BRIEF: Reproduce the items from the start through the line containing "344 158 371 169", renaming "dark grey buffalo" to "dark gray buffalo" and changing nothing else.

========================================================================

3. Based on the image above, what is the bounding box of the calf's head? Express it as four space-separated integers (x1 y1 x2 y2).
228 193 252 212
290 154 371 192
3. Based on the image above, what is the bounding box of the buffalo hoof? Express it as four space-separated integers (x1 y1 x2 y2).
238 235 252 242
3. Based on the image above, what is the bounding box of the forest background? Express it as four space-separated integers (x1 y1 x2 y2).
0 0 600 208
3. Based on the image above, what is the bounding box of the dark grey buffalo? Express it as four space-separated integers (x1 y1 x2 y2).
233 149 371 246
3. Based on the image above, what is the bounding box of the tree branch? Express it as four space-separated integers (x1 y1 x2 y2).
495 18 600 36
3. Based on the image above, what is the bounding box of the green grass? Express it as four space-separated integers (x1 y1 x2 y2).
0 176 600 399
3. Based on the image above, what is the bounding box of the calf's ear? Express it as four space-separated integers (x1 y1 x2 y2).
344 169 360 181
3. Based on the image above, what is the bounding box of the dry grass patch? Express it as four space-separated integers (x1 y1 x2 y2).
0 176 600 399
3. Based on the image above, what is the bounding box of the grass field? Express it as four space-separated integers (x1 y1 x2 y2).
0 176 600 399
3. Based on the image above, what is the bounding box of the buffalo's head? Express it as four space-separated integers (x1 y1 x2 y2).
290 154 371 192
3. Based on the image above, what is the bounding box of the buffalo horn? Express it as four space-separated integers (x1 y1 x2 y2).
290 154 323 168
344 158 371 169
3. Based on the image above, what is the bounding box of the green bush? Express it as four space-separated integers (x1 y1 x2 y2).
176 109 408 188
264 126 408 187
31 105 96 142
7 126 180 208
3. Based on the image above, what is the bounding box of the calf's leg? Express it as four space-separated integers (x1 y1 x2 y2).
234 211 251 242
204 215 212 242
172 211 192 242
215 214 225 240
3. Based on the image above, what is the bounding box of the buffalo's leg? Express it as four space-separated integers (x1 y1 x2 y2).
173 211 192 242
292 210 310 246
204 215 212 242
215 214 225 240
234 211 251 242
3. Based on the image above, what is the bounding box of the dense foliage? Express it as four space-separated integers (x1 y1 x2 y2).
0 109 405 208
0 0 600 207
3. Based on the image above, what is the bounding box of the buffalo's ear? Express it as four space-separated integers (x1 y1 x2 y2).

========================================================================

OUTPUT:
3. Based on the image above, what is the bounding box of the calf's head? Express it as four space-separated integers (x1 y1 x2 y2).
228 193 252 212
290 154 371 192
3. Based on the image above, what is the bounding box of the buffalo hoof? Express it as four space-separated integers (x1 y1 x2 y2).
238 235 252 242
3. Based on the image above, what is the bounding box of the forest background? Express it as four space-separated integers (x1 y1 x2 y2).
0 0 600 208
3. Based on the image above, what is the bounding box of the dark gray buffalo? Express it as four space-separated integers (x1 y1 x2 y2).
233 149 371 246
3. Based on the image above, what is the bounding box of the tree branch? Express it as four space-separated integers (x1 y1 x2 y2).
495 18 600 36
3. Based on the image above, what is the bounding box of the green grass? Express it as four space-separated integers (x1 y1 x2 y2).
0 176 600 399
3. Based on the image above, what is the bounding box of the calf's ear? Express it as four space-separated integers (x1 y1 x2 y2).
344 169 360 181
3. Based on the image above, what is the bounding box of the dry grass patch? Express it as four space-separated integers (x1 y1 x2 y2).
0 176 600 399
3. Based on the image above, what is the bounding box of the grass field? Express it as four space-separated integers (x1 y1 x2 y2).
0 176 600 399
3. Based on the image above, what is the bounding box of the buffalo's head? Express it as four space-separated integers (x1 y1 x2 y2).
290 154 371 192
3. Based on the image above, what is the bounding box of the buffalo horn? Express it as four space-separated integers (x1 y1 x2 y2).
290 154 323 168
344 158 371 169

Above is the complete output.